If a line in the entries contains the string "below", include that line in your answer.

Provided information Block Start

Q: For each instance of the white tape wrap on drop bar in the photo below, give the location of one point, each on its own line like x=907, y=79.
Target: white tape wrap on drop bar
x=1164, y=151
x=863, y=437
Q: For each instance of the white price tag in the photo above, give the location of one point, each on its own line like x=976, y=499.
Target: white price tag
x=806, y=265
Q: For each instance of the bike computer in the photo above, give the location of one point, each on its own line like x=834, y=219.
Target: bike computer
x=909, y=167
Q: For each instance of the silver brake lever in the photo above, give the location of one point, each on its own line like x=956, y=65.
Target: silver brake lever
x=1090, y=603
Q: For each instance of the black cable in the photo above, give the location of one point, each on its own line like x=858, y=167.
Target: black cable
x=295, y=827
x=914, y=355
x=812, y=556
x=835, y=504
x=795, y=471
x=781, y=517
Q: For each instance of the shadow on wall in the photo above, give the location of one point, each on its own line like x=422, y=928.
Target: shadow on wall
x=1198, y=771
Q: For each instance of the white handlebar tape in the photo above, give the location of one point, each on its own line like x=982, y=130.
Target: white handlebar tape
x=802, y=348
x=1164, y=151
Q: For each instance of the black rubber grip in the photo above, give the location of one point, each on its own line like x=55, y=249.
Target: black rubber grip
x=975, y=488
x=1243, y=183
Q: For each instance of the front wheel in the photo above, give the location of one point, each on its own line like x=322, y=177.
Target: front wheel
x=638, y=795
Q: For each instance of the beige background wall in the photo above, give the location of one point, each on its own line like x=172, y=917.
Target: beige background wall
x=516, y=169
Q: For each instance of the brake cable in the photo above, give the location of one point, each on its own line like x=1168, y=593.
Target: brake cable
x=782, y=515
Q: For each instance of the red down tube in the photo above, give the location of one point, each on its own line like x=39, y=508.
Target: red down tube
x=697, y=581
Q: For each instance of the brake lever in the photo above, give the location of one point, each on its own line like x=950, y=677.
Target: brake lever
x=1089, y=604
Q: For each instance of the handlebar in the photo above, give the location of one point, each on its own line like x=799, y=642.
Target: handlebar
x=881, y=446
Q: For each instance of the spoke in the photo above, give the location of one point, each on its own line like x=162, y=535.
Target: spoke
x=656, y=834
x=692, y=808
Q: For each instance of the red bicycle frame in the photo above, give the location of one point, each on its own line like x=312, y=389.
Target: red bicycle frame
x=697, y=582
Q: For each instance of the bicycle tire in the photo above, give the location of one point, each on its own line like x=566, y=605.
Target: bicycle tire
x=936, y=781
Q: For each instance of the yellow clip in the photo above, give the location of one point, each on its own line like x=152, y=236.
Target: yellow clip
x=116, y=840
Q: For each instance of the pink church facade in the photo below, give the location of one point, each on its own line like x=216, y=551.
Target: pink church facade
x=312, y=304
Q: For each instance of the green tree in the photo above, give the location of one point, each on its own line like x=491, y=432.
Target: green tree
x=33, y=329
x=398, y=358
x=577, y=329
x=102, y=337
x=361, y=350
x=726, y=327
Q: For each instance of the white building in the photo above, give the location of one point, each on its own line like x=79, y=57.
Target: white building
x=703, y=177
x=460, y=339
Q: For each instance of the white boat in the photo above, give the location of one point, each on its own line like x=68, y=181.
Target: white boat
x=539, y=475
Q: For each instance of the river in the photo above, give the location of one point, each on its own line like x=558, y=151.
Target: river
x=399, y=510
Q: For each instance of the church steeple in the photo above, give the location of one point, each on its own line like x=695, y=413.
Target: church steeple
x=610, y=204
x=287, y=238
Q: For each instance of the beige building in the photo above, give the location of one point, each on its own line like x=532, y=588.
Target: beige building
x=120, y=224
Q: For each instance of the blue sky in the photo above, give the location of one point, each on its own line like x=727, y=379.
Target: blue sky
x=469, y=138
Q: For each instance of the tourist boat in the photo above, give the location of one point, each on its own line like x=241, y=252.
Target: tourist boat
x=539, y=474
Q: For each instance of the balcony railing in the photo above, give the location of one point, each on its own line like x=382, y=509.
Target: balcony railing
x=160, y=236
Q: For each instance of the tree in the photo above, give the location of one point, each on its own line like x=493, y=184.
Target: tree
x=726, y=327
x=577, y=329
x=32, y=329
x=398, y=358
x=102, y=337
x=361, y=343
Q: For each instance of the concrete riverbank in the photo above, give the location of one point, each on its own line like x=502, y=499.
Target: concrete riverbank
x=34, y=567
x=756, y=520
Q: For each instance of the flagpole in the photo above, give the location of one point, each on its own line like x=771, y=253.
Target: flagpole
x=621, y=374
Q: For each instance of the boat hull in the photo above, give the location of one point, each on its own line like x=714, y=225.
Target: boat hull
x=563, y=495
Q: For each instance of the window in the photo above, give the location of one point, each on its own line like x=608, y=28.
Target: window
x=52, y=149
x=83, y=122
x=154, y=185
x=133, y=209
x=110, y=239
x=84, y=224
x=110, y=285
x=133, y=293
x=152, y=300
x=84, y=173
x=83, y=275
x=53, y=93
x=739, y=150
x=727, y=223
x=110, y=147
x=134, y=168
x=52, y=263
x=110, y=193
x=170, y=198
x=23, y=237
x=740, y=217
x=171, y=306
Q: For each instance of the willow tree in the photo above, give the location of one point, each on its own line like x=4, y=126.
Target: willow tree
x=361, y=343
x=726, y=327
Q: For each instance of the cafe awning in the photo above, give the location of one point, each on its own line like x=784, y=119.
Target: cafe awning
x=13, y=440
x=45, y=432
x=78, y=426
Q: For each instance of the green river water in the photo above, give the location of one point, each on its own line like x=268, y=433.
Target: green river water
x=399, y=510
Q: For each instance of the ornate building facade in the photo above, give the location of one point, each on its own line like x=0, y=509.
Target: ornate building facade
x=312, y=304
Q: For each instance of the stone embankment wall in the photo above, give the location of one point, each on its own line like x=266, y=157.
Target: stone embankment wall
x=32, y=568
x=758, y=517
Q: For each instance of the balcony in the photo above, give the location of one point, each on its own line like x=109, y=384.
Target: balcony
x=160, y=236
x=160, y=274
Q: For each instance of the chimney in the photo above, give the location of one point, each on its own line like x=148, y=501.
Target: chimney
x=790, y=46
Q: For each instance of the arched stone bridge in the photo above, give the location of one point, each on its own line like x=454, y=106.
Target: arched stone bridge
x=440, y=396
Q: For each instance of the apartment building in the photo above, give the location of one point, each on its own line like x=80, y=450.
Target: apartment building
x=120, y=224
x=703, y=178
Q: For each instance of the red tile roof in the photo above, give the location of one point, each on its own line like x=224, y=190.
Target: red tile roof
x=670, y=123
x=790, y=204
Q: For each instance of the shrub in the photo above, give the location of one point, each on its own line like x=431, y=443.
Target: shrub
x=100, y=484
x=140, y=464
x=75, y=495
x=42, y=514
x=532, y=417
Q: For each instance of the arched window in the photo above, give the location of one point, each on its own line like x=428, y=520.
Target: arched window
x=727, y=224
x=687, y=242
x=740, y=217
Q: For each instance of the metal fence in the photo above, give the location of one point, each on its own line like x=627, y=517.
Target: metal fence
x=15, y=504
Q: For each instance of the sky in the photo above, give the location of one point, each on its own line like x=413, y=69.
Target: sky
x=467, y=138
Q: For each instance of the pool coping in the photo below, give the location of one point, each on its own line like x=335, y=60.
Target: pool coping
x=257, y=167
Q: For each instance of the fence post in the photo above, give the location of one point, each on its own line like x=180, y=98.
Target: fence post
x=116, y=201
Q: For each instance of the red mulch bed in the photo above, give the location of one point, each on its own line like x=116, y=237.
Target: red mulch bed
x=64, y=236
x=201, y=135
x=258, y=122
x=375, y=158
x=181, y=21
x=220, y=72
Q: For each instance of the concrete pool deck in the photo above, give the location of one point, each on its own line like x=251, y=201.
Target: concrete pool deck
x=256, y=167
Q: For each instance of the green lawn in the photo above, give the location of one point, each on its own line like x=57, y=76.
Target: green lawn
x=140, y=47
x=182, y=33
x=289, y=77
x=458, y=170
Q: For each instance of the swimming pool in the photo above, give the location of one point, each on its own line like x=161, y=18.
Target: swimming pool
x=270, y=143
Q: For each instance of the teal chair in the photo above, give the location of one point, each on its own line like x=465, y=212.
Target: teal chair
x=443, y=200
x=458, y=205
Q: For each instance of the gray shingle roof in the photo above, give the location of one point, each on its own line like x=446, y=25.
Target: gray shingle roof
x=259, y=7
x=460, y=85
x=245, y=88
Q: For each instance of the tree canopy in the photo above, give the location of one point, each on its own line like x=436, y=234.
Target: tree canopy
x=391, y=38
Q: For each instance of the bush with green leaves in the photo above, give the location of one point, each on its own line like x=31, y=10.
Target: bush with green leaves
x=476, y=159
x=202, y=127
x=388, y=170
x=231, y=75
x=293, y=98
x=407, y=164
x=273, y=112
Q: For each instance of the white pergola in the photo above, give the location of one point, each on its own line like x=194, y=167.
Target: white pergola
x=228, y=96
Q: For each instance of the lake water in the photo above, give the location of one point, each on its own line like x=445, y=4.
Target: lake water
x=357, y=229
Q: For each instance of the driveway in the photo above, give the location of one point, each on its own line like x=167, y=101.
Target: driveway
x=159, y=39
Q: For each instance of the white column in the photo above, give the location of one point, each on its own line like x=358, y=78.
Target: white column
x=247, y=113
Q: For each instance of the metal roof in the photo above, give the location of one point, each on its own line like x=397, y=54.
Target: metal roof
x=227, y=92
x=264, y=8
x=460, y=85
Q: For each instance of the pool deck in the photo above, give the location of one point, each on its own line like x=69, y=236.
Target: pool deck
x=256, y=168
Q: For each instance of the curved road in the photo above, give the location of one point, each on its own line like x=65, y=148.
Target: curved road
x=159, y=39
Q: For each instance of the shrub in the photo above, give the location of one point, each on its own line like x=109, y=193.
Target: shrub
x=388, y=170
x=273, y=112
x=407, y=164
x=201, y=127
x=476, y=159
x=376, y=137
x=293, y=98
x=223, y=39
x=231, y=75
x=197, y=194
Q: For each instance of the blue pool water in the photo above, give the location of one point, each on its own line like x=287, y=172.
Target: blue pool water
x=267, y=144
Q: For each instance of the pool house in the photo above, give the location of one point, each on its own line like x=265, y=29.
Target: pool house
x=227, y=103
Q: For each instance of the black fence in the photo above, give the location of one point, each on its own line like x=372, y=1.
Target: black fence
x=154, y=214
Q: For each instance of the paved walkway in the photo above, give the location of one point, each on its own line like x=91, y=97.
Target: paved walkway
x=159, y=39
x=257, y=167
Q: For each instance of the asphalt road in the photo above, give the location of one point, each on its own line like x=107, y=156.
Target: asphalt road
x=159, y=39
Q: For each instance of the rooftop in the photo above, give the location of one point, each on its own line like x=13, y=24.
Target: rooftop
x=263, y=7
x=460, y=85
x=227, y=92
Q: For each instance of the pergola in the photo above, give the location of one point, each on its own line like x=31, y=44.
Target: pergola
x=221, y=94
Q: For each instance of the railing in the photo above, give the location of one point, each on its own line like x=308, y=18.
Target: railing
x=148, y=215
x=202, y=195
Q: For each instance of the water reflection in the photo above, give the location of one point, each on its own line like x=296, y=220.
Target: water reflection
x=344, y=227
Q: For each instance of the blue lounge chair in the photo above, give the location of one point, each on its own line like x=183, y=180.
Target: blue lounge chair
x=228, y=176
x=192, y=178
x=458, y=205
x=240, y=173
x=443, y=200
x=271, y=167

Provided information Block End

*Written response*:
Q: For each instance of the white tape wrap on drop bar in the photo below, give the location of one point, each on its own line like x=907, y=79.
Q: For each instance of the pink church facade in the photo below, give the location of one point, each on its own line like x=216, y=551.
Q: For each instance of the pool coping in the photo below, give the location of one point, each on its own line like x=335, y=60.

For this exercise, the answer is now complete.